Work instructions:
Reproduce the entries from their first line through the line containing "744L775 704L700 638L672", substituting "each instance" for "every instance" and leaving everything else unchanged. Give only those lines.

Records to use:
*****

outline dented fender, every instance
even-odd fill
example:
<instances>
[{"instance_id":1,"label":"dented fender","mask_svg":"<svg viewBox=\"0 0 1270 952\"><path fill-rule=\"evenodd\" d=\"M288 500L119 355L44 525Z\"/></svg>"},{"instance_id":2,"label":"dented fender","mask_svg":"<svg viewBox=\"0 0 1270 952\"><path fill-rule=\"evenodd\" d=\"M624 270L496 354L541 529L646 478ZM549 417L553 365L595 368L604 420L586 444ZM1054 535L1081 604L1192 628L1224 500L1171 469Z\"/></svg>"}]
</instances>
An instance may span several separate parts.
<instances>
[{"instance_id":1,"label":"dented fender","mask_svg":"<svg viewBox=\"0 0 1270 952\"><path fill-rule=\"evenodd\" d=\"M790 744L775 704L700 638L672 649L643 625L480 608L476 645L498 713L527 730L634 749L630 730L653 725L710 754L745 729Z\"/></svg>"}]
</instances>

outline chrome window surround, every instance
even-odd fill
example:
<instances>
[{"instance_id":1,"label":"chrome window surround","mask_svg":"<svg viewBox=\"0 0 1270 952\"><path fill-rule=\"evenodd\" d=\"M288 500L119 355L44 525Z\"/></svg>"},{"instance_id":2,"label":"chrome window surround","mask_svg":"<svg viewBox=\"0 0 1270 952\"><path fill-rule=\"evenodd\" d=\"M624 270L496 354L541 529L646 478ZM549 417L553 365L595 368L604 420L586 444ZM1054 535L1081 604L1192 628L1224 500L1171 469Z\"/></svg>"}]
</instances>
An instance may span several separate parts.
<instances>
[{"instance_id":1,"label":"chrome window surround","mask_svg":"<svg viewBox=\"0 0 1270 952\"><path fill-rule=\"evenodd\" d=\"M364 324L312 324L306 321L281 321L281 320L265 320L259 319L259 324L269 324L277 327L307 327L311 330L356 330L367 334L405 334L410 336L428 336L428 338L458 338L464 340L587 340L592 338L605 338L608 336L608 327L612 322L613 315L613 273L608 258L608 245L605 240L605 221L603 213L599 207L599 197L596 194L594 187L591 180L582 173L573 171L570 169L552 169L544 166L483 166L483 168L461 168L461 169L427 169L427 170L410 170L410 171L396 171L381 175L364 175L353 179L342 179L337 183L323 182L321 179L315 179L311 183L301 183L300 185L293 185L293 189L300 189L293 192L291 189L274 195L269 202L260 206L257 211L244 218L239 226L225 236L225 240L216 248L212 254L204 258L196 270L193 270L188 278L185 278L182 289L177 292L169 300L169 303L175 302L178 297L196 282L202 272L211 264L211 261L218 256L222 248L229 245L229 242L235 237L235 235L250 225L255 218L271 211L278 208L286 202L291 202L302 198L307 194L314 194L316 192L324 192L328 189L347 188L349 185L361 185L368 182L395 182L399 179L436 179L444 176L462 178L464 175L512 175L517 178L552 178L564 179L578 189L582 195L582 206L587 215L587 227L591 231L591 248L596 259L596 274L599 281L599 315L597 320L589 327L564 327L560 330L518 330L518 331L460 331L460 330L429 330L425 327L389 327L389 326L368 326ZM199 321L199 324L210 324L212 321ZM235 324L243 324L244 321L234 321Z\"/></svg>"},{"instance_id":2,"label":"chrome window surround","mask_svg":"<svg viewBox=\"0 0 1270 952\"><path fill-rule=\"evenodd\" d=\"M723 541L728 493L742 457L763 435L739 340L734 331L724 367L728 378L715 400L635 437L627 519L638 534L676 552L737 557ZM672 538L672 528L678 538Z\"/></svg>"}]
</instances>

*****

The solution:
outline dented fender, each instance
even-odd fill
example:
<instances>
[{"instance_id":1,"label":"dented fender","mask_svg":"<svg viewBox=\"0 0 1270 952\"><path fill-rule=\"evenodd\" d=\"M288 500L119 355L44 525Z\"/></svg>"},{"instance_id":2,"label":"dented fender","mask_svg":"<svg viewBox=\"0 0 1270 952\"><path fill-rule=\"evenodd\" d=\"M624 270L496 354L541 529L646 478ZM549 417L553 365L595 368L604 420L586 444ZM1054 535L1081 604L1192 628L1224 500L1171 469Z\"/></svg>"}]
</instances>
An instance may span several separate parts.
<instances>
[{"instance_id":1,"label":"dented fender","mask_svg":"<svg viewBox=\"0 0 1270 952\"><path fill-rule=\"evenodd\" d=\"M790 744L775 704L700 638L672 649L643 625L480 608L476 645L498 713L527 730L634 749L630 730L653 725L710 754L745 729Z\"/></svg>"}]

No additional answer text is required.